- Born: Marguerite Cecille Dawson August 8, 1946 (age 80) Chicago, Illinois, United States
- Education: Northeastern Illinois University University of California, Berkeley
- Writing career
- Language: English
- Period: Contemporary
- Genre: Young adult fiction

= Candy Dawson Boyd =

American writer, activist, and educator

Candy Dawson Boyd (born August 8, 1946) is an American writer, activist, and educator. She is an author of more than six children's books focused on African-American youth.

==Early life and education==

Boyd was born in 1946 in Chicago, Illinois. Her birth name is Marguerite Cecille Dawson. Her parents were Mary Ruth Ridley and Julian Dawson. Boyd had two siblings and she was the oldest of the three. Her mother and father divorced. Boyd was raised by her mother. They lived in South Chicago. Boyd attended racially segregated elementary and middle schools. The library she used was also segregated. The library books were used from white schools that no longer wanted them. She graduated from high school in 1962.

After high school she went to Northeastern Illinois University. She dropped out of college to get involved with the Civil Rights Movement. She worked for the Southern Christian Leadership Conference. She eventually graduated in 1967 with her Bachelor of Arts. After graduation, Boyd taught locally in Chicago. She moved to Berkeley, California in 1971 and commenced work towards her master's degree. She received her master's in 1978. She received the Ph.D in 1982. Both degrees came from the University of California, Berkeley. Boyd also worked for Rainbow/PUSH.

****

__Problem 1__: List every distinct year that appears in the biography, in the order each first appears.
__Problem 2__: From the records below, extract each line that contains the string "picket".

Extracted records
****

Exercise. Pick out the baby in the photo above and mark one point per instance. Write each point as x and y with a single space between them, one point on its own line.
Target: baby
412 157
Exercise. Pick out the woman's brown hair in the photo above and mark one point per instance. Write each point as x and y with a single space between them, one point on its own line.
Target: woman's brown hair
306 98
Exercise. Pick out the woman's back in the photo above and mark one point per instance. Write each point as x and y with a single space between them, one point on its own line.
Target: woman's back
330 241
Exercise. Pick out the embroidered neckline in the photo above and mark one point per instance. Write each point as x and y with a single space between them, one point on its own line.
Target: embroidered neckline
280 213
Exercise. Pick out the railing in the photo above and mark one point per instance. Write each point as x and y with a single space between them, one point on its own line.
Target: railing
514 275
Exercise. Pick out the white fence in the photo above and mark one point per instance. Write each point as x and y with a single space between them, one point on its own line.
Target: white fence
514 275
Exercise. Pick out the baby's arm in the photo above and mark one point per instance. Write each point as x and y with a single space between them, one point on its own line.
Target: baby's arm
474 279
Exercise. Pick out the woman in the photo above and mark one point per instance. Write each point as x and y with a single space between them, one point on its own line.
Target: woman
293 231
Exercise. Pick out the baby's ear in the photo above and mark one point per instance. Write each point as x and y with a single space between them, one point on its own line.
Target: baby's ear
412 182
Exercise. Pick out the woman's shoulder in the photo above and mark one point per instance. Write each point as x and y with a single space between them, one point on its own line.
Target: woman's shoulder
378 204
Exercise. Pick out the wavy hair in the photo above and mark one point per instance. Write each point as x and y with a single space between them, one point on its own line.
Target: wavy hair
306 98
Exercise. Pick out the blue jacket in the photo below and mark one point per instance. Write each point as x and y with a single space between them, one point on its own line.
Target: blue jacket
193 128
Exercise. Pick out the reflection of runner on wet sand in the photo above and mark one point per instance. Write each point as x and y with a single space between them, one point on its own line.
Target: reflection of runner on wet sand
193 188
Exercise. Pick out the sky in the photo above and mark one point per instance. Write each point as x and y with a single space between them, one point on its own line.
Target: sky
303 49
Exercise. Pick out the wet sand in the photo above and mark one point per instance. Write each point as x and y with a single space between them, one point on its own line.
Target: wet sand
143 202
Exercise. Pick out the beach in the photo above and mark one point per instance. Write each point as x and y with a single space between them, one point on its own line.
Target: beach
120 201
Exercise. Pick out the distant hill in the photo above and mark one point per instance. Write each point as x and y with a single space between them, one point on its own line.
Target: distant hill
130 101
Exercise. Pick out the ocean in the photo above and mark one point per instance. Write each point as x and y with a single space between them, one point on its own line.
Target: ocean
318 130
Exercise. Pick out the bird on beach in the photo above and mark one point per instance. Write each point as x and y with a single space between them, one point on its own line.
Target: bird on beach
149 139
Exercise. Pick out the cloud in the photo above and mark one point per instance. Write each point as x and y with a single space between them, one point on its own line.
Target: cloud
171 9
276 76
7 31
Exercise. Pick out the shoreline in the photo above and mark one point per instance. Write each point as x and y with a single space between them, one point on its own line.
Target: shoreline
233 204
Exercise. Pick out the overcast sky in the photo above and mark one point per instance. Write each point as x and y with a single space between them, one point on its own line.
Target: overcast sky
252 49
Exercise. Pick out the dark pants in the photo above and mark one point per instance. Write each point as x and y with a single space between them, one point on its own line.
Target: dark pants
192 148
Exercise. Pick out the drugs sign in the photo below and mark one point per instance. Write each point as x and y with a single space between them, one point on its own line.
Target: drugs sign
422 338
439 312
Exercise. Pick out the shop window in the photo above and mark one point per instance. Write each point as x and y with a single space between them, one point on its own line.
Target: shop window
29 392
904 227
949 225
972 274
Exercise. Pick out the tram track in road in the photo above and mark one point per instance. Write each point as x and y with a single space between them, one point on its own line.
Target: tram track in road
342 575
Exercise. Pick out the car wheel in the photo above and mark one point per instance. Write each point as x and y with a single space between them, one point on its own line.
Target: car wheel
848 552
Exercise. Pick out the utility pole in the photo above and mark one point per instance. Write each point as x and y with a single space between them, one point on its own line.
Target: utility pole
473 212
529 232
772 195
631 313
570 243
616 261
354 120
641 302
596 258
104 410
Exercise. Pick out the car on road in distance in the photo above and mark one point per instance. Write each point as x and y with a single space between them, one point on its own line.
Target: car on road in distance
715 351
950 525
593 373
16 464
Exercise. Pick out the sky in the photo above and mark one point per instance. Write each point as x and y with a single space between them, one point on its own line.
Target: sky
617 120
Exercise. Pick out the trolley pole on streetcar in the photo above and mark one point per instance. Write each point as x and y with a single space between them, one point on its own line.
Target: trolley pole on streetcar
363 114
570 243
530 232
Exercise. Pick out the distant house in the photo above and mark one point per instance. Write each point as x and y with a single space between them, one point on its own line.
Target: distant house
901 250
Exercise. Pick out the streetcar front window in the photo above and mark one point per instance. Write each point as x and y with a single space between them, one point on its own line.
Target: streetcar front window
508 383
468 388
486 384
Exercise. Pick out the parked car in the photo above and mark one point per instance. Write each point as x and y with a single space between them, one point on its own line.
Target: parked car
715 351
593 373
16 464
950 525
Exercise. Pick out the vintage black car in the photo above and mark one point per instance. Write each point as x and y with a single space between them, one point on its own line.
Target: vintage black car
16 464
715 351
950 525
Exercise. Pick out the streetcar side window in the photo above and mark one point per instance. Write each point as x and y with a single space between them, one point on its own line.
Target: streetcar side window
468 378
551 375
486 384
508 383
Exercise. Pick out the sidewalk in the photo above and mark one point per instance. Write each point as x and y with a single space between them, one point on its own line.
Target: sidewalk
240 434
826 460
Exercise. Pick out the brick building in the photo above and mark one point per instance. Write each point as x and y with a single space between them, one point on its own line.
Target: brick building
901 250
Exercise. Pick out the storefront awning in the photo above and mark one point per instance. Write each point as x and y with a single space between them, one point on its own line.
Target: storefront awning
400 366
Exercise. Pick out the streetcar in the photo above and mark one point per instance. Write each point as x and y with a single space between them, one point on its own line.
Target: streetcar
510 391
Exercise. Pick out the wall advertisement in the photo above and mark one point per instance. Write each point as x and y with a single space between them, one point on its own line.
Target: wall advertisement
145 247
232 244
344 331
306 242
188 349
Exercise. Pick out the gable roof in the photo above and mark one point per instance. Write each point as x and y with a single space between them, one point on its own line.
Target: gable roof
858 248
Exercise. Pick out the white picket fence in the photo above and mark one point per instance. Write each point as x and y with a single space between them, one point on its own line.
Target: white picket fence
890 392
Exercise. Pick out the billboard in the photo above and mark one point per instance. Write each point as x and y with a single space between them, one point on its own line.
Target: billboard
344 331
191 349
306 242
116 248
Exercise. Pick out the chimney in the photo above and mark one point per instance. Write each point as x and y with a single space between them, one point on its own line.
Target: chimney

****

__Full solution 1__:
1946
1962
1967
1971
1978
1982

__Full solution 2__:
Exercise. Pick out the white picket fence in the photo above and mark one point per instance. Write each point as x and y with a single space between them, one point on its own line.
Target: white picket fence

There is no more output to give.